Natural language region descriptions:
------------------------------------------------
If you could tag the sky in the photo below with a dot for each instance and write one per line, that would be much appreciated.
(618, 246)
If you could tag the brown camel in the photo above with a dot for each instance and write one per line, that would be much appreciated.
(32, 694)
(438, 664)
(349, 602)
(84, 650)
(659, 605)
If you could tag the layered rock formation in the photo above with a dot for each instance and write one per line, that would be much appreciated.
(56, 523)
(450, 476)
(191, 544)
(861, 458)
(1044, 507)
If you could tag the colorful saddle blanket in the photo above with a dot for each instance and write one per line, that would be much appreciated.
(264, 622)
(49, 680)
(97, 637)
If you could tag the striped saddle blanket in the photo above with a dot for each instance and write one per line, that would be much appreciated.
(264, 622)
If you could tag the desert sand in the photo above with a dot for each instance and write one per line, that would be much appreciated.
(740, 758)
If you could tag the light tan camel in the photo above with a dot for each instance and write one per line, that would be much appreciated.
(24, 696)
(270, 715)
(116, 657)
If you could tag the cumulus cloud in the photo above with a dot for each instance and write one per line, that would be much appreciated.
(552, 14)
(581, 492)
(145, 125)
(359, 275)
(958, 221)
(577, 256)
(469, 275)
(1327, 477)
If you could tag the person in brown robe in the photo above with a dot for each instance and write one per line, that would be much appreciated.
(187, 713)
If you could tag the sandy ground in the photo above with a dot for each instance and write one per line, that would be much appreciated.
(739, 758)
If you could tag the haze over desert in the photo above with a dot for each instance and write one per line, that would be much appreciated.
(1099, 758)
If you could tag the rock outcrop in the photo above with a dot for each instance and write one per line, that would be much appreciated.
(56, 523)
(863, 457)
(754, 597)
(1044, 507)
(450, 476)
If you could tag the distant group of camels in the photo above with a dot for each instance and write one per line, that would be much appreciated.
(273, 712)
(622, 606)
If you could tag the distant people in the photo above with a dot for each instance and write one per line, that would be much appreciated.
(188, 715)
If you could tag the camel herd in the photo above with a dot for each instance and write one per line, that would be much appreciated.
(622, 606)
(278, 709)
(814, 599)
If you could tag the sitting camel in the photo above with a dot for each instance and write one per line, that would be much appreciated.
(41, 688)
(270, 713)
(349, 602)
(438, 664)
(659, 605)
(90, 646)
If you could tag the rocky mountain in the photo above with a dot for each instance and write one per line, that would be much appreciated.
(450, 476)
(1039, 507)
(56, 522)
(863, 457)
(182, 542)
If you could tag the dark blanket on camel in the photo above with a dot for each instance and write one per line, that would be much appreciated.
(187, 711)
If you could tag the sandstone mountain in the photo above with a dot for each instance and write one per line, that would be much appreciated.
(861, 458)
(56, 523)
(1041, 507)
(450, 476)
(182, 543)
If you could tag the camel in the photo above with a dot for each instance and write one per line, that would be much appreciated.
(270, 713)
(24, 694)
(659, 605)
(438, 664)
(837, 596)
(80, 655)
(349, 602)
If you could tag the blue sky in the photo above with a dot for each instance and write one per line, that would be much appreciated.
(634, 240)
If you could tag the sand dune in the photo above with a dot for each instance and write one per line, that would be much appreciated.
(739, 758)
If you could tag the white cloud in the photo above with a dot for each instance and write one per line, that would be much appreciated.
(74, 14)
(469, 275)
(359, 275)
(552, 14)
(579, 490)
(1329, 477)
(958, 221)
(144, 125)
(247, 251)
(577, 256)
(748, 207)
------------------------------------------------
* Exercise details *
Each line of the data must be retyped exactly as written.

* Solved problem *
If you could tag the sky in the photo below with a dot for each instance and write one per line, that would be much appreciated.
(618, 246)
If you could tag the brown camel in the photo above with a dot for each instance and write one per line, that would be much appreciated.
(32, 694)
(438, 664)
(349, 602)
(84, 650)
(659, 605)
If you could tag the layered rock formation in the photo above with a dot for each instance and write one per line, that would be much appreciated.
(56, 523)
(450, 476)
(191, 544)
(861, 458)
(1044, 507)
If you could tag the colorful saddle blanket in the photo above with a dot for each instance and write one per line, that would be much appreciated.
(264, 622)
(49, 680)
(97, 637)
If you could tag the striped saddle blanket in the photo above with a dot for each instance and write one per line, that would be much appreciated.
(264, 622)
If you could tag the desert sand in the photo above with a dot for each instance and write one per line, that would be much appreciated.
(740, 758)
If you could tag the light tan camel in the photo above with a dot for each instance and write one per line, that would be much appreciated.
(24, 696)
(270, 715)
(116, 657)
If you could tag the cumulus cloud in the photo above with a dot for each instance and write one per line, that would be much appreciated.
(552, 14)
(581, 492)
(145, 125)
(359, 275)
(958, 221)
(577, 256)
(469, 275)
(1327, 477)
If you could tag the person in brown robe in the photo above with a dot for each instance and write one per line, that would be much appreciated.
(187, 713)
If you could tag the sandy ground in the photo above with a dot for each instance and write one per line, that would be much appreciated.
(739, 758)
If you could tag the haze over desert in the photo above with a dot for each instance and write one per line, that would be much appreciated.
(1099, 758)
If you could tag the rock outcrop in the photo above with a dot for each instance and write one per line, that would be much appreciated.
(56, 523)
(863, 457)
(754, 597)
(1044, 507)
(450, 476)
If you could tag the distant group of camels in the photo above with a dot for each instance and write one per line, that would be much appreciated.
(273, 712)
(622, 606)
If you could tag the distant people in the photo above with a dot for each instance and write one per line, that would be much appreciated.
(188, 715)
If you could tag the camel herd in the photo above with a dot for each instance and write one per line, that would be much appreciated.
(622, 606)
(278, 709)
(814, 599)
If you could tag the sitting camel in the photo above with a dot for each instance and write one per line, that would be much appreciated.
(41, 688)
(270, 713)
(349, 602)
(438, 664)
(659, 605)
(90, 646)
If you could tag the rocky mountain in the photo above with a dot for each instance and write one per line, that would be much appreciated.
(450, 476)
(1039, 507)
(56, 522)
(863, 457)
(182, 542)
If you could tag the dark blanket on camel in the photo above with a dot for each instance and write one per line, that would be much appreciated.
(187, 711)
If you could tag the sandstone mountain in the photo above with a dot for each instance and write one per line, that would be much appreciated.
(861, 458)
(56, 523)
(1041, 507)
(450, 476)
(182, 543)
If you could tag the camel in the photo above with a dot for each instance and write one per line, that would be much appreciated.
(270, 713)
(24, 694)
(659, 605)
(438, 664)
(837, 596)
(80, 655)
(349, 602)
If you could tag the blue sky in the photo above with a dot for each instance and write one per line, that would be much appreciated.
(634, 240)
If you could tag the sand dune in the photo above with a dot for each instance and write one per line, that would be much appreciated.
(739, 758)
If you could tag the white cloud in the photo above with a dot for each instance and write one per line, that would be much appreciated.
(74, 14)
(469, 275)
(359, 275)
(552, 14)
(579, 490)
(1329, 477)
(958, 221)
(144, 125)
(247, 251)
(577, 256)
(748, 207)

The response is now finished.